- TASK TO CARRY OUT -
Quote every one of these lines word for word.

Extracted lines
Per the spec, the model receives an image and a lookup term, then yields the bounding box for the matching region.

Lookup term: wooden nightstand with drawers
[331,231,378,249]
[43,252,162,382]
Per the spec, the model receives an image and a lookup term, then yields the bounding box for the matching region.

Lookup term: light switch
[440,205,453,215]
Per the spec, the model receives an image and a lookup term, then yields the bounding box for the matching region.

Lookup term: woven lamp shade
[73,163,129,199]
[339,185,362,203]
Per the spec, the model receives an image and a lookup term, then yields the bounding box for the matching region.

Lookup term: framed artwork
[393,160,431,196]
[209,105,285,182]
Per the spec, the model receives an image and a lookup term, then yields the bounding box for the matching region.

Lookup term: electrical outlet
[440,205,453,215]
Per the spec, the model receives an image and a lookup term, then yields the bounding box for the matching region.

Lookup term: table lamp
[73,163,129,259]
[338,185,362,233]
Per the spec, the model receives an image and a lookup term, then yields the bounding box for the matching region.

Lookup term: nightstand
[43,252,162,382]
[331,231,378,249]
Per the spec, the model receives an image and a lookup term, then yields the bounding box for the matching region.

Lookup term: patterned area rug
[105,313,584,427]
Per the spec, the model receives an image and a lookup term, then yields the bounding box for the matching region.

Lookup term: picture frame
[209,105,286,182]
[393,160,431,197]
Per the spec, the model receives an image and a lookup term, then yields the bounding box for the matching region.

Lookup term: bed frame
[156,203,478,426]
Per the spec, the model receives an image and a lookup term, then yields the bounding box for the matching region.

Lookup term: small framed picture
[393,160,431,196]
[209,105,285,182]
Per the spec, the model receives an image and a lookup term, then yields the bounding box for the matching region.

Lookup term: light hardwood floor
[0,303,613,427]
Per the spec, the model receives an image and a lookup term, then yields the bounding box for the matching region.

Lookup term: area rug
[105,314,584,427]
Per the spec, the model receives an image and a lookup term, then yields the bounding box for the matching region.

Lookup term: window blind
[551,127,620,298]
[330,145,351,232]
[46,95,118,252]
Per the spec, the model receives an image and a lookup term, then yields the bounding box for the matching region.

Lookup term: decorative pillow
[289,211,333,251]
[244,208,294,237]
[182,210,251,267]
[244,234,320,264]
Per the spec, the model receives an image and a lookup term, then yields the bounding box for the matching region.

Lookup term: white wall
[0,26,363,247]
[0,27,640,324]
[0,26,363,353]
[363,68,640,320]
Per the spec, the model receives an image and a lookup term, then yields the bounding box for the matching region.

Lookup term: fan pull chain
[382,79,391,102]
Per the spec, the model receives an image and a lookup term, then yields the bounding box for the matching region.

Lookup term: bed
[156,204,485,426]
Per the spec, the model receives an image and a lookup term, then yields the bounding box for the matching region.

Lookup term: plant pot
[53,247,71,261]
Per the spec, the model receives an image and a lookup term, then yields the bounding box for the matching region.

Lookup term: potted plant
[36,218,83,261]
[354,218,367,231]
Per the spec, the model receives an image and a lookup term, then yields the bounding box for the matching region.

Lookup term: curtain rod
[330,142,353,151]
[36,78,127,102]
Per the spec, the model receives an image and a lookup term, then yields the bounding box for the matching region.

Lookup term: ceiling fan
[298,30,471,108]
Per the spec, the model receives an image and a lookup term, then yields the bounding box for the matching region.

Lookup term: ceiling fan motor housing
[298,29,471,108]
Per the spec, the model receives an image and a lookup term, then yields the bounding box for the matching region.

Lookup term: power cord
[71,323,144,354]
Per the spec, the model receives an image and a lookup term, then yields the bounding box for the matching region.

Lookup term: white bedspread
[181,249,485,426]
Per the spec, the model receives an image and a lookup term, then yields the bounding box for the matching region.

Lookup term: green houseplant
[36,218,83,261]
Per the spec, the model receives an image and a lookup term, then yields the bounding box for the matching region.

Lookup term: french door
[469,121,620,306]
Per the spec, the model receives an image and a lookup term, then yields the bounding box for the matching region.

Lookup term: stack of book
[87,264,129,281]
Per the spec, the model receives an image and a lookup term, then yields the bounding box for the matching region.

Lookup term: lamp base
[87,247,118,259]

- SOLUTION FOR THIS PROBLEM -
Per the spec, the model receives an image and a lookup term, then yields the bounding box for the matching region.

Lookup term: wooden nightstand with drawers
[331,231,378,249]
[43,252,162,382]
Per the spec, the model receives an image and a lookup term, then yields the bounding box for the matching region.

Lookup term: light switch
[440,205,453,215]
Per the spec, the model receives an image and a lookup term, then yields the bounding box for the matching region.

Lookup term: woven lamp shade
[73,163,129,199]
[339,185,362,203]
Per the spec, the model receives an image and a lookup term, then yields the bounding box for the matching region.

Lookup term: framed artwork
[393,160,431,196]
[209,105,285,182]
Per the spec, the model receives an image and a lookup term, then yields the bounding box for the matching region.

Lookup term: electrical outlet
[440,205,453,215]
Per the spec, the model receives an image and a lookup term, then yields the bounding box for the matching region.

Lookup term: table lamp
[73,163,129,259]
[338,185,362,233]
Per the spec, the model receives an image and a lookup term, then yields the bounding box for the matching region.

Lookup term: nightstand
[43,252,162,382]
[331,231,378,249]
Per the spec, the model receives an image and a lookup term, then yields the bounding box for the matching region.

Lookup term: patterned area rug
[105,313,584,427]
Per the spec, the model receives an image and a lookup term, then yields the bounding box for the matching region.

Lookup term: picture frame
[209,105,286,182]
[393,160,431,197]
Per the spec, the model receives an image and a lookup term, then yields the bounding box for the matching region.

Lookup term: bed frame
[156,203,478,426]
Per the spec, the model receives an image and a lookup term, then yields the bounding box for the matching region.

Lookup term: small framed picture
[393,160,431,196]
[209,105,285,182]
Per the spec, the model receives an image and a lookup term, then yields the bounding box for the matching region.

Lookup term: light hardwood floor
[0,303,613,427]
Per the spec, the model receives an image and a lookup term, then yields the bounding box for the matching region.

Lookup term: area rug
[105,314,584,427]
Per the spec, the model receives an image and a lookup term, then yields the bounding box for the matching region.

Lookup term: window blind
[551,127,620,298]
[330,145,351,232]
[46,95,118,252]
Per the spec, the model receives an image and a lookup term, then yields the bounding box for the matching region.

Lookup term: decorative pillow
[289,211,333,251]
[244,208,294,237]
[182,210,251,267]
[244,234,320,264]
Per the spec, the model receives an image and a lookup term, then yields the bounding box for the matching region.

Lookup term: white wall
[0,26,363,247]
[0,27,640,324]
[0,26,363,353]
[363,68,640,320]
Per the spec, the model receives an image and a lookup term, then yields the bounding box for the matching region.

Lookup term: fan pull chain
[382,79,391,102]
Per the spec, the model receives an image and a lookup term, then yields the bounding box for the matching region.

Lookup term: bed
[156,204,485,426]
Per the spec, the model receives an image and a lookup term, then yields the bounding box for the matching region.

Lookup term: plant pot
[53,247,71,261]
Per the spec, the model receives an image and a lookup term, then yields the bounding box for the matching region.

Lookup term: potted plant
[36,218,83,261]
[354,218,367,231]
Per the spec, the model receives an image and a lookup term, then yields the bounding box for the matching region.

Lookup term: curtain rod
[330,142,353,151]
[36,78,127,102]
Per the spec, the model receives an image and a lookup term, then yields the bounding box for the matching region.

Lookup term: ceiling fan
[298,30,471,108]
Per the spec, the model receives an image and a lookup term, then yields the bounding box for the matching region.

Lookup term: ceiling fan motor housing
[298,29,471,108]
Per the spec, the model receives an image and a lookup term, then yields the bounding box for the matching region.

Lookup term: power cord
[71,323,144,354]
Per the spec, the model receives an image and a lookup term, then yields the bounding box for the matching region.

Lookup term: white bedspread
[181,249,485,426]
Per the spec, the model receives an image and a lookup term, then yields the bounding box for the matching region.

Lookup term: green houseplant
[36,218,83,261]
Per the spec, the model receives an image and a lookup term, then yields the bounding box for the matching region.

Lookup term: french door
[469,121,620,306]
Per the spec, the model receives an image and a lookup term, then yields the bounding box for the matching region.

Lookup term: stack of book
[87,264,129,281]
Per the spec, the model receives an image and a lookup term, then yields the bounding box for the matching region.

Lookup term: lamp base
[87,247,118,259]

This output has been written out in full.